**LESETEXT**
Flüchtlingsgipfel legt Streit zwischen Bund und Ländern nicht bei

Flüchtlingsgipfel legt Streit zwischen Bund und Ländern nicht bei
In der Flüchtlingspolitik bleibt es zwischen dem Bund, Ländern und Kommunen nach einem Spitzentreffen weiter bei mehr Streit als Einigkeit. Einziger gemeinsamer Nenner sind neue Arbeitsstrukturen, die über Kompromisse beraten sollen.

Berlin (epd). Im Streit um die Flüchtlingspolitik haben sich Bund und Länder auf neue ständige Gremien zur Abstimmung verständigt. Wie Bundesinnenministerin Nancy Faeser (SPD) am Donnerstag nach Beratungen mit den Innenministerinnen und -ministern der Länder sowie Vertretern der kommunalen Spitzenverbände sagte, sollen Arbeitsgruppen über die verschiedenen Bereiche beraten. Ergebnisse sollen Faeser zufolge bis Ostern vorliegen.

**ROHDATEN**

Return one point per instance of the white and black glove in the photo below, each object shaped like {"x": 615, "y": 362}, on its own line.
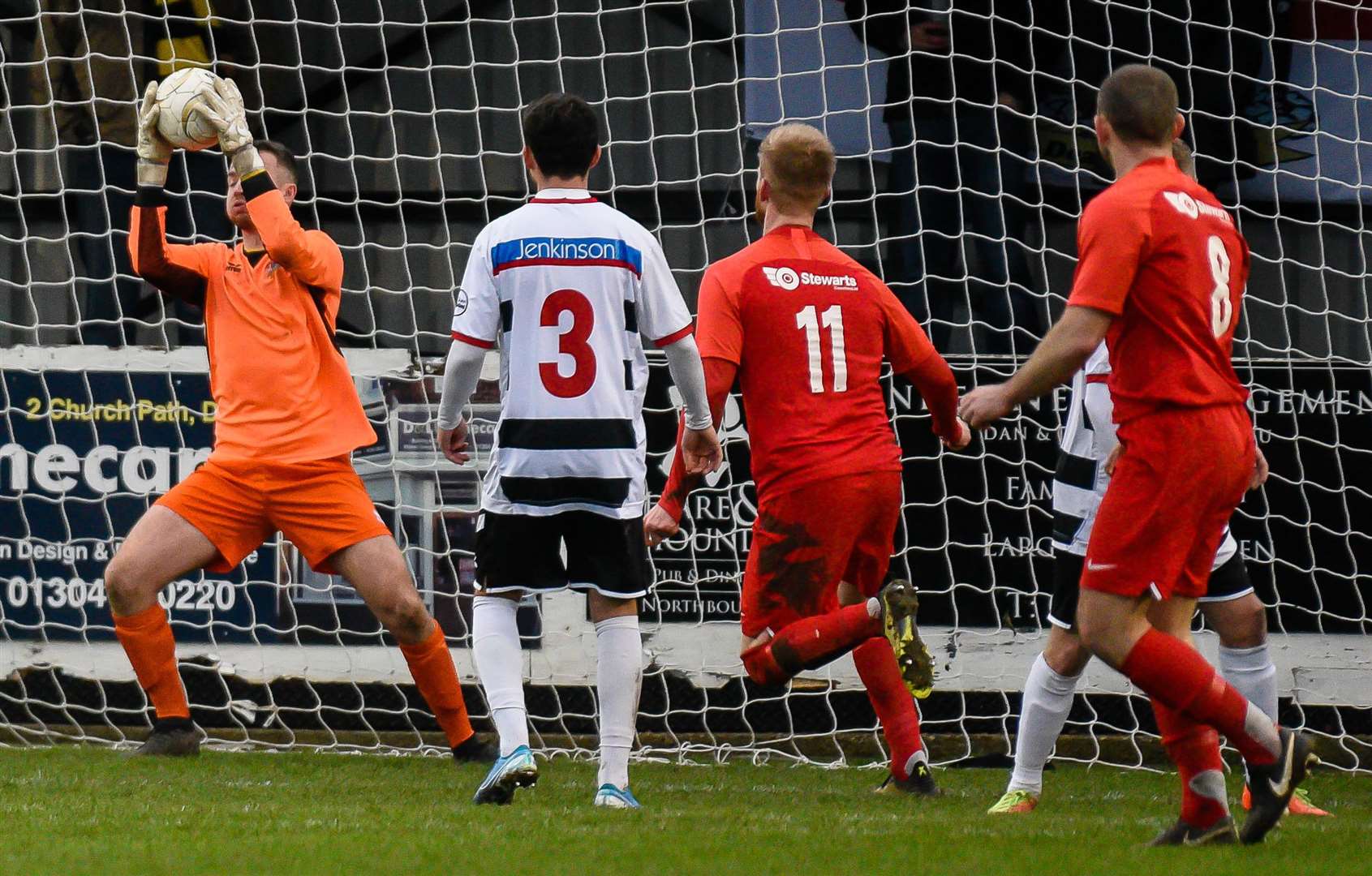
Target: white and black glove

**AUFGABEN**
#1 Beantworten Sie mithilfe des Artikels über den Flüchtlingsgipfel die folgenden Fragen:
(a) Was bildet nach dem Spitzentreffen den einzigen gemeinsamen Nenner?
(b) An welchem Wochentag äußerte sich Nancy Faeser nach den Beratungen?
(c) Bis wann sollen Ergebnisse vorliegen?
#2 Prüfen Sie, ob die folgenden Aussagen mit dem Artikel über den Flüchtlingsgipfel übereinstimmen:
(a) Nach dem Spitzentreffen überwiegt zwischen Bund, Ländern und Kommunen die Einigkeit.
(b) An den Beratungen nahmen auch Vertreter der kommunalen Spitzenverbände teil.
(c) Bund und Länder haben sich auf neue ständige Gremien zur Abstimmung geeinigt.
#3 Setzen Sie den Artikel über den Flüchtlingsgipfel im Anschluss an seinen letzten Satz fort.
Die Daten sind hierfür ohne Bedeutung.

**LÖSUNGEN**
#1
(a) Neue Arbeitsstrukturen, die über Kompromisse beraten sollen.
(b) Am Donnerstag.
(c) Bis Ostern.

#2
(a) Nein: „weiter bei mehr Streit als Einigkeit“
(b) Ja: „sowie Vertretern der kommunalen Spitzenverbände“
(c) Ja: „haben sich Bund und Länder auf neue ständige Gremien zur Abstimmung verständigt“

#3
Eine Gruppe soll sich mit Fragen von Unterbringung und Finanzen, eine zweite mit der Entlastung von Ausländerbehörden und eine dritte mit Integration befassen. In einer vierten Arbeitsgruppe soll es um die Bekämpfung sogenannter irregulärer Migration und Rückführungen gehen. Ständige Abstimmungen zwischen Bund und Ländern gibt es schon bislang. Über die Arbeitsgruppen werden nun aber auch die Kommunen eingebunden.

Faeser erklärte weiter, dass es künftig ein Dashboard mit aktuellen Daten zur Flüchtlingssituation bis auf Ebene der Kommunen geben soll. Zudem solle zusätzlicher Wohnraum geschaffen werden. Faeser zufolge geht es um die Bereitstellung von Flächen, auf denen in serieller Bauweise Wohnungen entstehen sollen.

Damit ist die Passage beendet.